** start of READING TEXT **
0

I want to use CUDA 5.0 linking to write re-usable CUDA objects. i've set up this simple test of but my kernel fails silently (runs without error or exception and outputs junk).

My simple test (below) allocates an array of integers to CUDA device memory. The CUDA kernel should populate the array with sequential entries (0,1,2,....,9). The device array is copied to CPU memory and output to the console.

Currently, this code outputs "0,0,0,0,0,0,0,0,0," instead of the desired "0,1,2,3,4,5,6,7,8,9,". It is compiled using VS2010 and CUDA 5.0 (with compute_35 and sm_35 set). Running on Win7-64-bit with a GeForce 580.

In Test.h:

class Test
{
public:
    Test();
    ~Test();
    void Run();
private:
    int* cuArray;
};

In Test.cu:

#include <stdio.h>
#include <assert.h>
#include <cuda_runtime.h>

#include "Test.h"

#define ARRAY_LEN 10


__global__ void kernel(int *p)
{
    int elemID = blockIdx.x * blockDim.x + threadIdx.x;
    p[elemID] = elemID;
}

Test::Test() 
{
    cudaMalloc(&cuArray, ARRAY_LEN * sizeof(int));
}


Test::~Test() 
{
    cudaFree(cuArray);
}


void Test::Run()
** end of READING TEXT **
(JOB A)
Return each line of the records that contains the string "thyme".
The records are unrelated to the CUDA post.
** start of INFORMATION SUPPLIED **
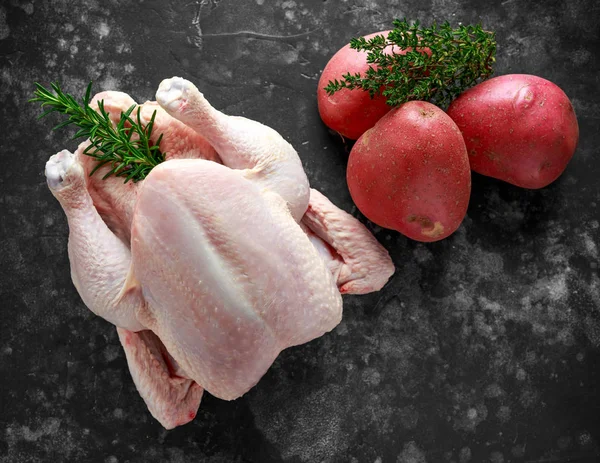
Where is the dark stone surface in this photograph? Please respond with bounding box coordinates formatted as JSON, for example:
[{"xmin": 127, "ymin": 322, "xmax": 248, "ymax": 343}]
[{"xmin": 0, "ymin": 0, "xmax": 600, "ymax": 463}]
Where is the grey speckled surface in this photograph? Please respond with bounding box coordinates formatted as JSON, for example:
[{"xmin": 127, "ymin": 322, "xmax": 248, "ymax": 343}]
[{"xmin": 0, "ymin": 0, "xmax": 600, "ymax": 463}]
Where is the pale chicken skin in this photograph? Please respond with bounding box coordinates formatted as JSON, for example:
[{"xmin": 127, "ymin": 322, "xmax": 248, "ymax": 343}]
[{"xmin": 46, "ymin": 77, "xmax": 394, "ymax": 429}]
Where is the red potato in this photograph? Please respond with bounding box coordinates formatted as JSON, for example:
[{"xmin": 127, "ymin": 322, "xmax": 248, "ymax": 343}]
[
  {"xmin": 346, "ymin": 101, "xmax": 471, "ymax": 241},
  {"xmin": 448, "ymin": 74, "xmax": 579, "ymax": 189},
  {"xmin": 317, "ymin": 31, "xmax": 392, "ymax": 140}
]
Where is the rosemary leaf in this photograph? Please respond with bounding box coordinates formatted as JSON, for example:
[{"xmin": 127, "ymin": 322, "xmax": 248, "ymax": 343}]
[{"xmin": 29, "ymin": 82, "xmax": 165, "ymax": 183}]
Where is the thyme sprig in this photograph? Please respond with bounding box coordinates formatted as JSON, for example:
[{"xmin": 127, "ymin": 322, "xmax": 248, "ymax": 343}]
[
  {"xmin": 29, "ymin": 82, "xmax": 165, "ymax": 183},
  {"xmin": 325, "ymin": 19, "xmax": 496, "ymax": 107}
]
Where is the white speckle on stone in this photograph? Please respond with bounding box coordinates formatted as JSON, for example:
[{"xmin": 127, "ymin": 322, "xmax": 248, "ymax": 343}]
[
  {"xmin": 19, "ymin": 2, "xmax": 33, "ymax": 15},
  {"xmin": 96, "ymin": 21, "xmax": 110, "ymax": 39},
  {"xmin": 582, "ymin": 232, "xmax": 598, "ymax": 259},
  {"xmin": 496, "ymin": 405, "xmax": 511, "ymax": 423},
  {"xmin": 548, "ymin": 273, "xmax": 569, "ymax": 301},
  {"xmin": 396, "ymin": 441, "xmax": 427, "ymax": 463},
  {"xmin": 0, "ymin": 6, "xmax": 10, "ymax": 40}
]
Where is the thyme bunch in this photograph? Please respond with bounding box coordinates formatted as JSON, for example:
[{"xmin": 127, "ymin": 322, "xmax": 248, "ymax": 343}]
[
  {"xmin": 325, "ymin": 19, "xmax": 496, "ymax": 107},
  {"xmin": 29, "ymin": 82, "xmax": 165, "ymax": 183}
]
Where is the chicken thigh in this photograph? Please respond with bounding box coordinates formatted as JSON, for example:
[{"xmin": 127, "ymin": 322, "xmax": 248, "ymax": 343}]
[{"xmin": 46, "ymin": 78, "xmax": 394, "ymax": 429}]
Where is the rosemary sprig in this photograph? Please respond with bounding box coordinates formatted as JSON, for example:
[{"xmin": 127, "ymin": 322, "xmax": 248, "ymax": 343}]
[
  {"xmin": 29, "ymin": 82, "xmax": 165, "ymax": 183},
  {"xmin": 325, "ymin": 19, "xmax": 496, "ymax": 107}
]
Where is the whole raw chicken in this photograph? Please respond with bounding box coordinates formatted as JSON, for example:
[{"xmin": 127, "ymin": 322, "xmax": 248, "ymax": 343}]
[{"xmin": 46, "ymin": 77, "xmax": 394, "ymax": 429}]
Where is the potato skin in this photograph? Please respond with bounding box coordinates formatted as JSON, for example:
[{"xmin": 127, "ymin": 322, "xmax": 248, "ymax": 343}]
[
  {"xmin": 317, "ymin": 31, "xmax": 392, "ymax": 140},
  {"xmin": 346, "ymin": 101, "xmax": 471, "ymax": 242},
  {"xmin": 448, "ymin": 74, "xmax": 579, "ymax": 189}
]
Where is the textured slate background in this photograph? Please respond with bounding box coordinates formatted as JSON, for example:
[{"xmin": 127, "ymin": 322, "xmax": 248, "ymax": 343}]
[{"xmin": 0, "ymin": 0, "xmax": 600, "ymax": 463}]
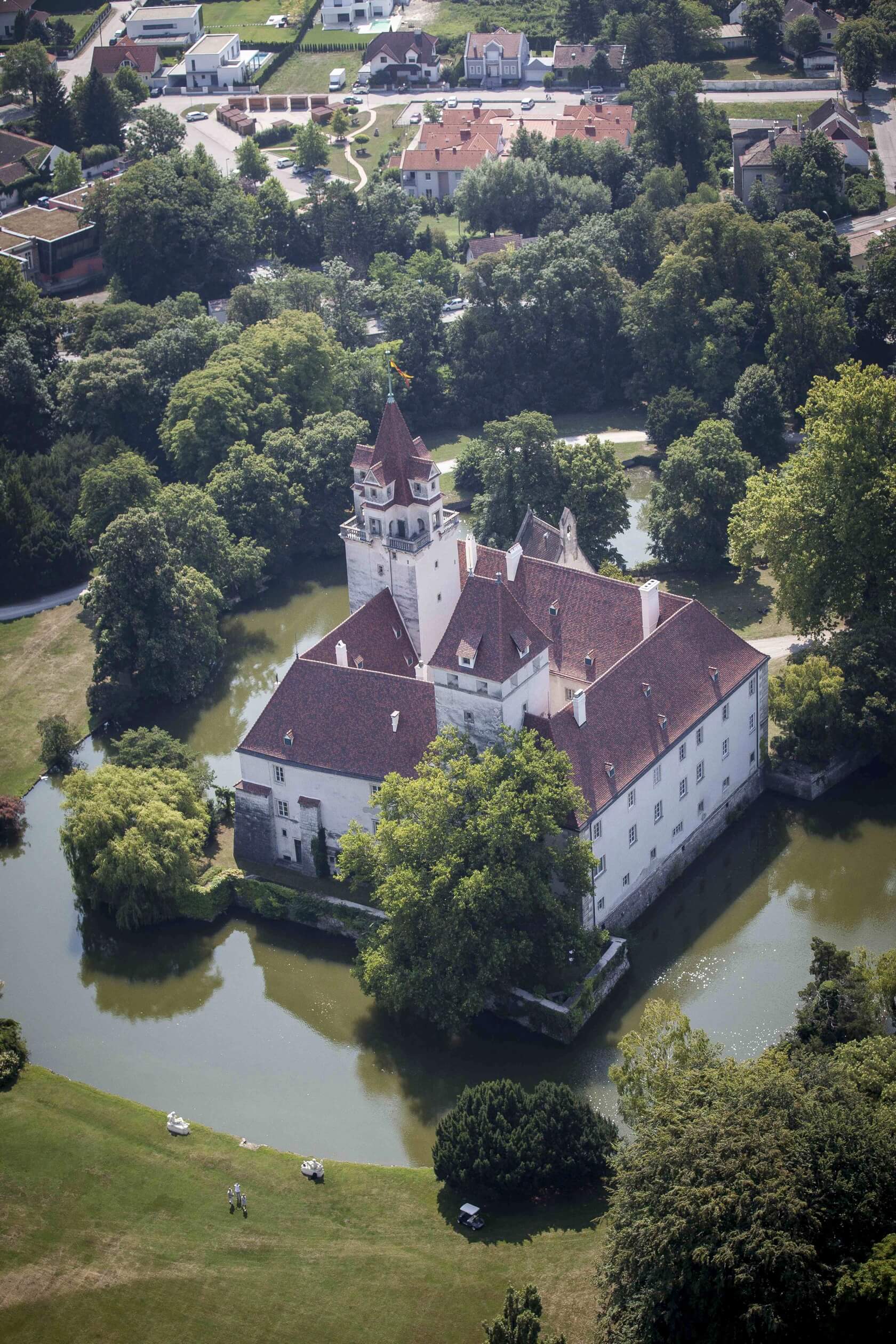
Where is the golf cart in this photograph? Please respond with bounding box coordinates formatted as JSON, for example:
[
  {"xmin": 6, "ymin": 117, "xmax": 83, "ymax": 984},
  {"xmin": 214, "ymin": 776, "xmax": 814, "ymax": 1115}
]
[{"xmin": 457, "ymin": 1204, "xmax": 485, "ymax": 1233}]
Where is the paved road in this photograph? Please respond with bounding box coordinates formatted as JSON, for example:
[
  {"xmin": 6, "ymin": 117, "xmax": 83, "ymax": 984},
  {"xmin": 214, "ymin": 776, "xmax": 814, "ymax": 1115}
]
[{"xmin": 0, "ymin": 579, "xmax": 87, "ymax": 621}]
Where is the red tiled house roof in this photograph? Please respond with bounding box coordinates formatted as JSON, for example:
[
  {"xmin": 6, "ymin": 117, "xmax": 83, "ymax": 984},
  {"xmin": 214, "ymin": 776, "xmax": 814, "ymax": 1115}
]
[
  {"xmin": 302, "ymin": 589, "xmax": 417, "ymax": 676},
  {"xmin": 239, "ymin": 657, "xmax": 438, "ymax": 780},
  {"xmin": 430, "ymin": 574, "xmax": 549, "ymax": 682},
  {"xmin": 525, "ymin": 602, "xmax": 766, "ymax": 821}
]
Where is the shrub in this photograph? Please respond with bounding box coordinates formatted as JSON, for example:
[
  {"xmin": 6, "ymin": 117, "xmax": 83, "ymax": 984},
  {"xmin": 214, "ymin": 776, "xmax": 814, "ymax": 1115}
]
[
  {"xmin": 433, "ymin": 1078, "xmax": 617, "ymax": 1200},
  {"xmin": 0, "ymin": 793, "xmax": 26, "ymax": 844},
  {"xmin": 0, "ymin": 1018, "xmax": 28, "ymax": 1087}
]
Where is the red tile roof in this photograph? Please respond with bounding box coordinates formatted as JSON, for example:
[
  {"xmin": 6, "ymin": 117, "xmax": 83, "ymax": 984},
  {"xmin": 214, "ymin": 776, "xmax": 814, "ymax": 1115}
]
[
  {"xmin": 458, "ymin": 542, "xmax": 688, "ymax": 682},
  {"xmin": 239, "ymin": 657, "xmax": 438, "ymax": 780},
  {"xmin": 352, "ymin": 402, "xmax": 433, "ymax": 506},
  {"xmin": 430, "ymin": 573, "xmax": 549, "ymax": 682},
  {"xmin": 302, "ymin": 589, "xmax": 417, "ymax": 676},
  {"xmin": 525, "ymin": 602, "xmax": 767, "ymax": 821}
]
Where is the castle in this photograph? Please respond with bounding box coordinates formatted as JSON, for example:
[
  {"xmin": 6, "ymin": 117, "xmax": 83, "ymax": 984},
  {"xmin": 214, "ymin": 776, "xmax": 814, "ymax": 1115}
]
[{"xmin": 234, "ymin": 395, "xmax": 769, "ymax": 927}]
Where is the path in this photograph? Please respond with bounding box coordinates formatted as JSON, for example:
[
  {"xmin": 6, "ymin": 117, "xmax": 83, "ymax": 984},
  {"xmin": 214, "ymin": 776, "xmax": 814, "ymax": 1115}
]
[{"xmin": 0, "ymin": 579, "xmax": 89, "ymax": 621}]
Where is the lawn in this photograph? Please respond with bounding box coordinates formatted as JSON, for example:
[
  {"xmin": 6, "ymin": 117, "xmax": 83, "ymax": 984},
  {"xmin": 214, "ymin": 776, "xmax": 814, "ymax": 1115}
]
[
  {"xmin": 0, "ymin": 602, "xmax": 94, "ymax": 793},
  {"xmin": 263, "ymin": 49, "xmax": 364, "ymax": 93},
  {"xmin": 0, "ymin": 1060, "xmax": 602, "ymax": 1344},
  {"xmin": 707, "ymin": 93, "xmax": 823, "ymax": 121}
]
** end of INFORMATION SUPPLIED **
(JOB B)
Decide whether each statement agrees with the CUDA post, answering yes or no and quoting the deciding words: (i) the code is compiled with VS2010 and CUDA 5.0; (ii) the program runs on Linux; (iii) the kernel throws an exception when it runs.

(WRITTEN RESPONSE A)
Where is the thyme sprig in this photograph? Please respond with bounding box coordinates formatted as JSON, for example:
Where is the thyme bunch in this photograph? Please respond with bounding box coordinates formatted as JSON, for example:

(WRITTEN RESPONSE B)
(i) Yes: "It is compiled using VS2010 and CUDA 5.0 (with compute_35 and sm_35 set)."
(ii) No: "Running on Win7-64-bit with a GeForce 580."
(iii) No: "runs without error or exception and outputs junk"